■ 抜粋:
アベノミクスの号令で始まった金融緩和を後ろ盾にした株高=「金融相場」。
実体経済の成長を期待して、日経平均は15000~16000円のボックスで高止まりしておりました。
アメリカ経済の好調を後ろ盾に、日本経済も復活するのでは、と一時は大いに期待されました。
そしてさらには、GPIF改革での株高支援への期待。
金融相場から、切れ目なく業績相場へと移行できれば、政府の目論見どおりだったのでしょう。
しかし、ここにきて暗雲が…
三尊天井のようなダウのチャート。アメリカの利上げ議論。
頭をよぎるサブプライムショック相場(2006年)。
しかしまあ、金融緩和は米だけだけでなく、日本も欧州もやっておりますので、
今すぐ深刻なバブル崩壊にはすぐには繋がらない、と思ってはいますが。
心配事が増えてきた実体経済についての世界情勢をサクッとおさらいしてみましょう。
米 … 好調が続くも、通貨高がじわりと響き勢いに陰りが?? 利上げ議論も焦点に。
中国、欧州、日本、新興国などが揃ってイマイチなため、
「アメリカの一人勝ち!」なんていう能天気な喜びの声が聞こえてくるも、
結局、アメリカも貿易相手国の景気が悪けりゃ足を引っ張られ。。

■ 課題の目標 1: 株式相場についての抜粋のうち、「しかしまあ、金融緩和は」で始まる段落を、主な内容を残して一文に短くまとめてください。
■ 課題の目標 2: 株式相場についての抜粋によると、日経平均はどの価格帯で高止まりしていましたか。
■ 課題の目標 3: 株式相場についての抜粋を、最後の文の後から書き継いでください。

■ 提供データ:
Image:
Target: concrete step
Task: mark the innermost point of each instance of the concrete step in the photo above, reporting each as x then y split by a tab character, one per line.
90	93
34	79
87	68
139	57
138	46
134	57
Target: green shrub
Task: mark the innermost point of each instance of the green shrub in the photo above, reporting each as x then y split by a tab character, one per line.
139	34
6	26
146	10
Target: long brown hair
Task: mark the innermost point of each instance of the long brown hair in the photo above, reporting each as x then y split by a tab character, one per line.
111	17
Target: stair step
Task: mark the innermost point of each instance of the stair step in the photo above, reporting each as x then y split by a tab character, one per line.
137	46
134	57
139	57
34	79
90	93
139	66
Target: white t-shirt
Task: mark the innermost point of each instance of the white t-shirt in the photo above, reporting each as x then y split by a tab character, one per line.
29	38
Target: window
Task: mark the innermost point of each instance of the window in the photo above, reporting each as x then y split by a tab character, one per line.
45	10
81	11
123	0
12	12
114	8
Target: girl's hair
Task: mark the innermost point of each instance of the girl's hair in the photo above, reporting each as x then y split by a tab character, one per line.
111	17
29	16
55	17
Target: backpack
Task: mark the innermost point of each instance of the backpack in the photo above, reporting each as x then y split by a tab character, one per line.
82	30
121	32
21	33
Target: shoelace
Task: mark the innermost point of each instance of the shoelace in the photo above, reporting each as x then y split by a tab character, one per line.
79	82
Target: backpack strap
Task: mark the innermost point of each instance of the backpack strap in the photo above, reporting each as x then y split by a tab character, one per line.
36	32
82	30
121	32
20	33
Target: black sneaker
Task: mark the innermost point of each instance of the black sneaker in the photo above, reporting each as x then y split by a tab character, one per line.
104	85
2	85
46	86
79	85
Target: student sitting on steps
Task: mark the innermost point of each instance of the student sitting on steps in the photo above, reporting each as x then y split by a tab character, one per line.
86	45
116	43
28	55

■ 演習の解答 1: 米国だけでなく日本や欧州も金融緩和を行っているため、すぐに深刻なバブル崩壊にはつながらないと考えている。

■ 演習の解答 2: 15000~16000円のボックスです。

■ 演習の解答 3:
欧 … 日本のバブル後と一緒で、金融緩和するもデフレ。打つ手無しの恐怖が迫る。
「ドイツの一人勝ち!」なんていう能天気な喜びの声が聞こえていたけども、
結局、ドイツも貿易相手国の景気が悪けりゃ足を引っ張られ。。
中 … もうずいぶん前に調整局面入りし、底で安定しているような様相。
かつて中国が牽引した資源高も、今や昔話に。
香港民主化デモの行方に注視。
新興国 … かつての勢い全く無し。ロシアはアレになってしまった。
ブラジルなどもオリンピックやる国の景気かよ、っていう具合。
この数年間で期待の星だったのが戦力外にまで存在感が低下。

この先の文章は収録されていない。